Material provided
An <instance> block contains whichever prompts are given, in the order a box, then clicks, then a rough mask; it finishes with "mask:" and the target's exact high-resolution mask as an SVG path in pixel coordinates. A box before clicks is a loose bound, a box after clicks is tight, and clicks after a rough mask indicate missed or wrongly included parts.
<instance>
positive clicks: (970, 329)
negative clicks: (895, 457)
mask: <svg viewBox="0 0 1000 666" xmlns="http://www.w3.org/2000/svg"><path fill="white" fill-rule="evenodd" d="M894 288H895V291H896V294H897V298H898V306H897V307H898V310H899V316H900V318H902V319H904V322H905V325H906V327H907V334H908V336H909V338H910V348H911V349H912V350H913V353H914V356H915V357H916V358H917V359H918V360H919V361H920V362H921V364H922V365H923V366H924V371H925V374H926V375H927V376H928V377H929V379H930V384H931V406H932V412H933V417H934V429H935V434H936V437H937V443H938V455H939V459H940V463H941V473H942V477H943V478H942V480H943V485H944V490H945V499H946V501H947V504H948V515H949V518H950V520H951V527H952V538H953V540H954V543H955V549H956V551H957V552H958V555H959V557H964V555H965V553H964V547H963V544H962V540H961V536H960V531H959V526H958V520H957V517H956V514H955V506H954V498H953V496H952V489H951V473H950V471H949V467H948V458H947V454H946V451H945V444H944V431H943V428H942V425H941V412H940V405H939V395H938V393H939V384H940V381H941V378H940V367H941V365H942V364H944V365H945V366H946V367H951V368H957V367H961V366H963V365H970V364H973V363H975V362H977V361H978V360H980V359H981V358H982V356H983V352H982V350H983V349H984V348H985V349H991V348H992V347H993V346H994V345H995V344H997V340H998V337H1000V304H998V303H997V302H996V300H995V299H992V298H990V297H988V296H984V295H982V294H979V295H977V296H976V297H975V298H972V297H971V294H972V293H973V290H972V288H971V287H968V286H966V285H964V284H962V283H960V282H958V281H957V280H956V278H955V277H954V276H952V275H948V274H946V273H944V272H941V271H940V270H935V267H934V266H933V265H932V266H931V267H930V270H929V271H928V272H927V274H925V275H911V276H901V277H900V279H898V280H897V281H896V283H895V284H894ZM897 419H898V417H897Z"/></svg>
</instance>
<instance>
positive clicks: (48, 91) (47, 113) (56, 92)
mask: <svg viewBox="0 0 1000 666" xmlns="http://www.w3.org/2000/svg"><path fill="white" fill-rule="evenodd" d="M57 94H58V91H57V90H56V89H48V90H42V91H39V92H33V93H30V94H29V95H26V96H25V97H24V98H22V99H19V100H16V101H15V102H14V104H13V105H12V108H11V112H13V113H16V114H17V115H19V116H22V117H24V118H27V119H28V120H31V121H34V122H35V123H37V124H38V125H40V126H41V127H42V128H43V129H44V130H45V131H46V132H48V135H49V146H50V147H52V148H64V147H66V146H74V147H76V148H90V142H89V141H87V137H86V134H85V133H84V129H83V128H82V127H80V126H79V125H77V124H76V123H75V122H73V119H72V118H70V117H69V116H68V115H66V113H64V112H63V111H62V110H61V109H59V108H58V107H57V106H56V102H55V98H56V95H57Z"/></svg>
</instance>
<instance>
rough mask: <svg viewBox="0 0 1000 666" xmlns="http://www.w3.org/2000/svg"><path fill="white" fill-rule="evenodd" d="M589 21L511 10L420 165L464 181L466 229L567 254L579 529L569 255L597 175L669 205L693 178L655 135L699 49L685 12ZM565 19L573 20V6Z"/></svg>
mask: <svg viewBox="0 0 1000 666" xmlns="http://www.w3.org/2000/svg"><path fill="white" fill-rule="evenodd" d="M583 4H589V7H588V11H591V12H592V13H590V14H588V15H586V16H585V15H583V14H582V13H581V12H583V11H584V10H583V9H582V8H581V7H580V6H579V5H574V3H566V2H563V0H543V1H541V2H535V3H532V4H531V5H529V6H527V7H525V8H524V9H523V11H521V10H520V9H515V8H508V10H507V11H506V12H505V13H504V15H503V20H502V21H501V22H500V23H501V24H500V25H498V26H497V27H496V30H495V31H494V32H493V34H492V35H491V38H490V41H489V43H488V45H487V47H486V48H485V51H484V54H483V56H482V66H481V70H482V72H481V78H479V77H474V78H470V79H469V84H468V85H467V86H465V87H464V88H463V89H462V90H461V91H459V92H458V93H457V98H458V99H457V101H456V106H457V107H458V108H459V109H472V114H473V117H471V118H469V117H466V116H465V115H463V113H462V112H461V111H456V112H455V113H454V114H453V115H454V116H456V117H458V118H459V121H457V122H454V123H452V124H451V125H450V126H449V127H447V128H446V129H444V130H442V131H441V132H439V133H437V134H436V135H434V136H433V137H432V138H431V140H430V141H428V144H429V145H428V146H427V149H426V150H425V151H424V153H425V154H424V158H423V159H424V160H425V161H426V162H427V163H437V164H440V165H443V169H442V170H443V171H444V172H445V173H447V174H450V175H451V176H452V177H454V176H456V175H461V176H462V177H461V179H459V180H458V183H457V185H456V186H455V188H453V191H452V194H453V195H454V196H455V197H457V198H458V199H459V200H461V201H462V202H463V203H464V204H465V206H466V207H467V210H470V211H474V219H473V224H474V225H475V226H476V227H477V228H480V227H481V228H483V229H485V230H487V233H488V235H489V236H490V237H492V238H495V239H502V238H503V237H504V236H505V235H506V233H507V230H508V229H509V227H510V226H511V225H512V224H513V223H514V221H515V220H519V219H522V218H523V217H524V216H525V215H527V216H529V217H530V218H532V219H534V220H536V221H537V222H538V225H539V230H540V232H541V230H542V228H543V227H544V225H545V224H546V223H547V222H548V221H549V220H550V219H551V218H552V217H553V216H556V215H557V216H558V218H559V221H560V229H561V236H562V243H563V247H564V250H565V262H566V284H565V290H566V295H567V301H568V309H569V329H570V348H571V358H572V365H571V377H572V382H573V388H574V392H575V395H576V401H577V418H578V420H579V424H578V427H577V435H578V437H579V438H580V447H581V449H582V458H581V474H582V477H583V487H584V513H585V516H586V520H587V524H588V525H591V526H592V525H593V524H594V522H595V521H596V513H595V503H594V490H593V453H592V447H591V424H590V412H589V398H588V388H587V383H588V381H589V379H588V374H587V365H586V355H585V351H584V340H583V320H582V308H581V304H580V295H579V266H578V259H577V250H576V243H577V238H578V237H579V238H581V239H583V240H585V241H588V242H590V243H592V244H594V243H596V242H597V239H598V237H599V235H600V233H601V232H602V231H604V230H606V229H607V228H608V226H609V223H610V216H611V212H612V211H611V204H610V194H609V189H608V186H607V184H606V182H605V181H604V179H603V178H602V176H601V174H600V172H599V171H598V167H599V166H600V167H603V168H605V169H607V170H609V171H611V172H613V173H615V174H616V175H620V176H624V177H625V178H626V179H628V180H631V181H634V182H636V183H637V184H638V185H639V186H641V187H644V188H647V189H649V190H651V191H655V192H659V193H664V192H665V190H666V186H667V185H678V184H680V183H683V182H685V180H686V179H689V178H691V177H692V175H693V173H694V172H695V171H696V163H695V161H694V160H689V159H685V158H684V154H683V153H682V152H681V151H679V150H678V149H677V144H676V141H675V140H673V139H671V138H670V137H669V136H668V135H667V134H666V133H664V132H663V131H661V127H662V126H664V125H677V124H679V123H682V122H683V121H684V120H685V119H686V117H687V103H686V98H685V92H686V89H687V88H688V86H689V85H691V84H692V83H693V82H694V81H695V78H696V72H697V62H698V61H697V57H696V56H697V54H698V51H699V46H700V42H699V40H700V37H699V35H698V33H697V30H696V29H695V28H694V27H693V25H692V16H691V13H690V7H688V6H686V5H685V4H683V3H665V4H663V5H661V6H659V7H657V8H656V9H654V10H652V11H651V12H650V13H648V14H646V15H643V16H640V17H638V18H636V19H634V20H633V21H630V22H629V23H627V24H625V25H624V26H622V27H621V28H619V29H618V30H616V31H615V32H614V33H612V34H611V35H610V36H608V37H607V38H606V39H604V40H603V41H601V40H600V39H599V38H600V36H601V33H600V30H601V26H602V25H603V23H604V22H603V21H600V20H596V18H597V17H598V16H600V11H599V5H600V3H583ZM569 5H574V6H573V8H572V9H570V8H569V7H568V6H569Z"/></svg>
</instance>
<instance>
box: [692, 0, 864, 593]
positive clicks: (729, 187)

* * *

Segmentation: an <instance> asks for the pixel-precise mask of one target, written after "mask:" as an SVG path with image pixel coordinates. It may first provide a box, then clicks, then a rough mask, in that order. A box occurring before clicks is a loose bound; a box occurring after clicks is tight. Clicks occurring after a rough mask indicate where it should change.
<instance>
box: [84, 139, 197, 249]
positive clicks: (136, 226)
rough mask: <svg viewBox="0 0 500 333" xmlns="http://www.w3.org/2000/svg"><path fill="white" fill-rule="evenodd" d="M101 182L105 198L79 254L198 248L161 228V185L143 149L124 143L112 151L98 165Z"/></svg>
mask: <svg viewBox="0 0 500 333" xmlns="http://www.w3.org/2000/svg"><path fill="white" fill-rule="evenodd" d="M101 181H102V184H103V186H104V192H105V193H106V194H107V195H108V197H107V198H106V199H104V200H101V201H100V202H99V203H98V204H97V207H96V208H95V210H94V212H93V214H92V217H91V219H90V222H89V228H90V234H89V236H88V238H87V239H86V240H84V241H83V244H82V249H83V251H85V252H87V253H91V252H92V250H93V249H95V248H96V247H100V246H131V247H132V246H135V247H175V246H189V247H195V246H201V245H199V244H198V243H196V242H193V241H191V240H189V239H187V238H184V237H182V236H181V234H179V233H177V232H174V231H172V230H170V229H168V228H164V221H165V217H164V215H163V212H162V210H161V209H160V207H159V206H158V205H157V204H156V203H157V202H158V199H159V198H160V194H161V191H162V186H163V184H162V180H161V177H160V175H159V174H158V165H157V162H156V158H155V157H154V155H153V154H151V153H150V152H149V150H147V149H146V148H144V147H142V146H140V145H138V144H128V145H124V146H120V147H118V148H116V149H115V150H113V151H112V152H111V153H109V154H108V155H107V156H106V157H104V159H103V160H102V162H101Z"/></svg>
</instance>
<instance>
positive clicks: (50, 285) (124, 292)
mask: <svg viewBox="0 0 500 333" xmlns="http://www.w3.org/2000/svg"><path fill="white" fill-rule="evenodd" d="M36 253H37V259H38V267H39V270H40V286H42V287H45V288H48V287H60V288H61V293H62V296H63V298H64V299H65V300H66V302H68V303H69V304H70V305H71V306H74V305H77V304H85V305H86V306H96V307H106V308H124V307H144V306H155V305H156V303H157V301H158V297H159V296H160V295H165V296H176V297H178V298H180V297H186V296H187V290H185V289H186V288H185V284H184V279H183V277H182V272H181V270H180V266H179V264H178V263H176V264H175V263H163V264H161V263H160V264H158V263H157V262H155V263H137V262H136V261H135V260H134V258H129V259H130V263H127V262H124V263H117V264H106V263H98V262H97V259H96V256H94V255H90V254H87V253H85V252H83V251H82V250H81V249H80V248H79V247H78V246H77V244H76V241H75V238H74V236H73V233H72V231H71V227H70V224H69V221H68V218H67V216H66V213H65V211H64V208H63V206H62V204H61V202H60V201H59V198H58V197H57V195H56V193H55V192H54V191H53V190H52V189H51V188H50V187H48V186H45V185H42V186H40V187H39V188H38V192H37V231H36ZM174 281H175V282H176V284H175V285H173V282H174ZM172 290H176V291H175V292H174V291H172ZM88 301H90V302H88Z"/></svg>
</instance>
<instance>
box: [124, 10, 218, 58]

Activity
Output the part of the records that opens with the line containing "Segmentation: an <instance>" and closes with the line containing "positive clicks: (136, 226)" as a numbered list, leaving out any blank lines.

Written reply
1. Segmentation: an <instance> asks for the pixel-precise mask of one target, written after "mask:" as an SVG path with image pixel coordinates. It may first provide a box, then clicks, then a rough mask, in that order. A box occurring before clicks is a loose bound; a box occurring after clicks is tight. Clicks occurring after a rough mask indicate where it should change.
2. <instance>
3. box: [84, 139, 197, 249]
4. positive clicks: (136, 226)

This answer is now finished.